- How to complete this task -
The reply should consist of the full listing, written out exactly.
--
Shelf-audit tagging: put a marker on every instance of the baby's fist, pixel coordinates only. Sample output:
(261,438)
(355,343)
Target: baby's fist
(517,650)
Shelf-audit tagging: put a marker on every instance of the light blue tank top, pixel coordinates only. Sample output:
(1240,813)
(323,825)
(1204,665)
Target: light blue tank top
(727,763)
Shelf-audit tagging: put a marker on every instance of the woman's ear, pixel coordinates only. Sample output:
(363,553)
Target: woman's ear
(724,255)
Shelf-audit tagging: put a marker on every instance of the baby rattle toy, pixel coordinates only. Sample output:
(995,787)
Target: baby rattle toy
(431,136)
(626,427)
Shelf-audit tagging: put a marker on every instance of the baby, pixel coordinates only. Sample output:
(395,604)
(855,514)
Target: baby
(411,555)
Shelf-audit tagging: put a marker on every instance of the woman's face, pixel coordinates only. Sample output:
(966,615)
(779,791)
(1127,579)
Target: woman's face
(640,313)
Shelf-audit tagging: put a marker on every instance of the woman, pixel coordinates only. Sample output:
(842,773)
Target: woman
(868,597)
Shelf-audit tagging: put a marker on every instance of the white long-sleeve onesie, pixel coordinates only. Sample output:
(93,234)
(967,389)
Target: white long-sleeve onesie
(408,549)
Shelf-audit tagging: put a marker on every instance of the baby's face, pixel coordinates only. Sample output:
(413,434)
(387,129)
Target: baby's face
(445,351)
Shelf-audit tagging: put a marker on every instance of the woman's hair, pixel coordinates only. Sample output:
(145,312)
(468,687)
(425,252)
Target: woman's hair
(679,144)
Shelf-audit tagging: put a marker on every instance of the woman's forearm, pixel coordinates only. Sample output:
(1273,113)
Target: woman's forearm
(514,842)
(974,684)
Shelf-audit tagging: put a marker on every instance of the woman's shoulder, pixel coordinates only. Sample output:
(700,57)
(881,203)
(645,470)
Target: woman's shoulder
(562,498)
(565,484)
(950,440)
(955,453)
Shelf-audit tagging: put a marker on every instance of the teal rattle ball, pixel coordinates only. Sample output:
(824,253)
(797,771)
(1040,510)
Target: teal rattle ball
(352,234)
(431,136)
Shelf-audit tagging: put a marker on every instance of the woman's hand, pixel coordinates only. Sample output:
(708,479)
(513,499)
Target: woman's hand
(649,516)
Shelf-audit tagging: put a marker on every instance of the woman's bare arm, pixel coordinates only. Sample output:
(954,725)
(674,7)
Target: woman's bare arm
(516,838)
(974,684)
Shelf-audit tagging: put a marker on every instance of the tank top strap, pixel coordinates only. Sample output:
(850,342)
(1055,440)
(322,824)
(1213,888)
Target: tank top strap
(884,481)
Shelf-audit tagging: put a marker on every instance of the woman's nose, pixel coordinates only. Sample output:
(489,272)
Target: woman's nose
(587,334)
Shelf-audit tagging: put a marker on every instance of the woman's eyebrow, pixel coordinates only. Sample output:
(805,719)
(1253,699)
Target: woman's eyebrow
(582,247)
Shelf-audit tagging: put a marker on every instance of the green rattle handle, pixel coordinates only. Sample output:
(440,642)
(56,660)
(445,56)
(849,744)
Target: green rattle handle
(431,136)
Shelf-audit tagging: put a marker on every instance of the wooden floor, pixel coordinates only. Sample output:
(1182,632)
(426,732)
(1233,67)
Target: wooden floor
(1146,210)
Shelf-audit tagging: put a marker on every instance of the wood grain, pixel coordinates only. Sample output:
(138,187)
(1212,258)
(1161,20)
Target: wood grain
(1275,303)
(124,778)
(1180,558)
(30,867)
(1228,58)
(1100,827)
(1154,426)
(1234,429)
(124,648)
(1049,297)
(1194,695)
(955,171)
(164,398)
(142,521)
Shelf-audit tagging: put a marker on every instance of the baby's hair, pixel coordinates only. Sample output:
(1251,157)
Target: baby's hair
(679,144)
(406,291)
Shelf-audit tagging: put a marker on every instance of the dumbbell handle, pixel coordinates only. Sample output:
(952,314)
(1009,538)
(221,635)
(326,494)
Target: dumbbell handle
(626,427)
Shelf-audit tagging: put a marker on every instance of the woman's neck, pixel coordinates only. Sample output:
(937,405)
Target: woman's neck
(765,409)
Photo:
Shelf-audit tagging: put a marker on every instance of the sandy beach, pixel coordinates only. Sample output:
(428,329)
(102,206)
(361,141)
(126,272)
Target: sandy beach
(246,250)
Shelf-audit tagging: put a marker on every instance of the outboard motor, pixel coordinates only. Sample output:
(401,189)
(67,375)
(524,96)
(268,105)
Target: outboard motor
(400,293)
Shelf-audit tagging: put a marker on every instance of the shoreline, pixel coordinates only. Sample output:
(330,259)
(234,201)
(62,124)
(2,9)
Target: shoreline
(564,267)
--
- Reply to the exercise -
Shelf-audit tagging: put a marker on every instance of the baby's fist, pixel coordinates only. Sample output:
(261,438)
(355,343)
Target: baby's fist
(517,650)
Shelf-audit tagging: put a marker on every instance of the light blue tank top, pixel coordinates only. Sample output:
(1240,813)
(323,825)
(1204,665)
Target: light blue tank top
(727,763)
Shelf-audit tagging: put a marker on every instance of the woman's ear, pixel coordinates only. Sample output:
(363,553)
Target: woman's ear
(724,255)
Shelf-audit tagging: put a marker on every instance of the baby rattle toy, pixel coordinates only. Sample output:
(995,787)
Target: baby rattle toy
(431,136)
(626,427)
Shelf-audit tagging: put a marker on every instance of the baby, pixel coordinates only. Sample output:
(395,604)
(855,514)
Target: baby
(411,555)
Shelf-audit tagging: put a marker on every instance of the woman's face, pixel coordinates only. Sample output:
(966,615)
(779,791)
(1127,579)
Target: woman's face
(640,313)
Shelf-audit tagging: put a marker on every instance of the woman, pixel coordinates only. Sample output:
(842,773)
Target: woman
(868,597)
Shelf-audit tagging: put a marker on every instance of the white long-sleeve onesie, pixel coordinates only. Sample output:
(93,234)
(967,389)
Target: white long-sleeve onesie
(408,549)
Shelf-audit tagging: put a marker on every instance of the baby's face, pixel coordinates only. Sample output:
(413,434)
(387,129)
Target: baby's face
(445,351)
Shelf-audit tagging: put a marker on every instance of the woman's hair, pixel coordinates only. Sample output:
(145,312)
(468,687)
(425,252)
Target: woman's hair
(679,144)
Shelf-audit tagging: put a marker on every instance of the woman's forearm, pixel coordinates only. Sample output:
(1273,113)
Target: woman's forearm
(514,842)
(974,684)
Shelf-audit tagging: put a marker on every instance of the woman's shoulder, pixel coordinates only. Sample output:
(700,57)
(881,203)
(645,470)
Target: woman's shoulder
(562,498)
(565,484)
(950,440)
(955,453)
Shelf-audit tagging: put a marker on every instance of the teal rattle ball, pixel coordinates only. Sample output:
(824,253)
(797,771)
(1040,510)
Target: teal rattle ball
(352,234)
(431,136)
Shelf-audit tagging: put a marker on every instance of the woman's hand, pixel coordinates only. Sample output:
(708,479)
(513,499)
Target: woman's hand
(649,516)
Shelf-audit tagging: put a marker on every instance of the woman's bare arm, pixel coordinates only. Sample output:
(954,725)
(674,7)
Target: woman's bare arm
(516,838)
(974,684)
Shelf-audit tagging: put a marker on every instance of the tank top strap, pixel coordinates only. Sample output:
(850,342)
(1055,440)
(322,824)
(1213,888)
Target: tank top strap
(884,481)
Shelf-audit tagging: put a marker on every instance of the woman's nose, pixel coordinates only. Sample output:
(489,272)
Target: woman's nose
(587,334)
Shelf-audit tagging: put a marker on every instance of the woman's eyebrow, pixel coordinates only. Sample output:
(805,719)
(1253,699)
Target: woman's eyebrow
(582,247)
Shelf-audit tagging: put a marker on every instance of the green rattle handle, pixel coordinates only. Sample output:
(440,642)
(56,660)
(445,56)
(849,744)
Target: green rattle handle
(431,136)
Shelf-audit tagging: put a marker on every instance of the wooden floor, pixel coordinates only. Sample output:
(1182,632)
(426,732)
(1233,67)
Target: wooden floor
(1146,210)
Shelf-audit tagging: put a marker on every instance of the wood grain, pixel coordinates only. Sample output:
(138,187)
(1212,258)
(1161,20)
Target: wood grain
(1275,303)
(124,778)
(1180,558)
(30,867)
(1228,58)
(1100,827)
(1154,426)
(1234,429)
(124,648)
(1049,297)
(1194,695)
(955,171)
(164,398)
(142,521)
Shelf-audit tagging: put a marker on every instance of the baby's hair, pixel coordinates only. Sample output:
(1251,157)
Target: baby's hair
(679,144)
(406,291)
Shelf-audit tagging: put a marker on every instance of the dumbbell handle, pixel coordinates only. Sample output:
(952,314)
(1009,538)
(221,635)
(326,494)
Target: dumbbell handle
(626,427)
Shelf-audit tagging: put a marker on every instance of the woman's neck, pixel coordinates only. Sample output:
(937,405)
Target: woman's neck
(765,409)
Photo:
Shelf-audit tagging: put a marker on every instance of the sandy beach, pixel coordinates only. Sample output:
(428,329)
(102,206)
(361,141)
(126,272)
Target: sandy beach
(246,250)
Shelf-audit tagging: put a marker on every instance of the outboard motor, pixel coordinates only. Sample output:
(401,189)
(67,375)
(524,96)
(268,105)
Target: outboard motor
(400,293)
Shelf-audit tagging: put a marker on every instance of the shoreline, pixel coordinates only. Sample output:
(330,259)
(234,201)
(62,124)
(2,9)
Target: shoreline
(564,267)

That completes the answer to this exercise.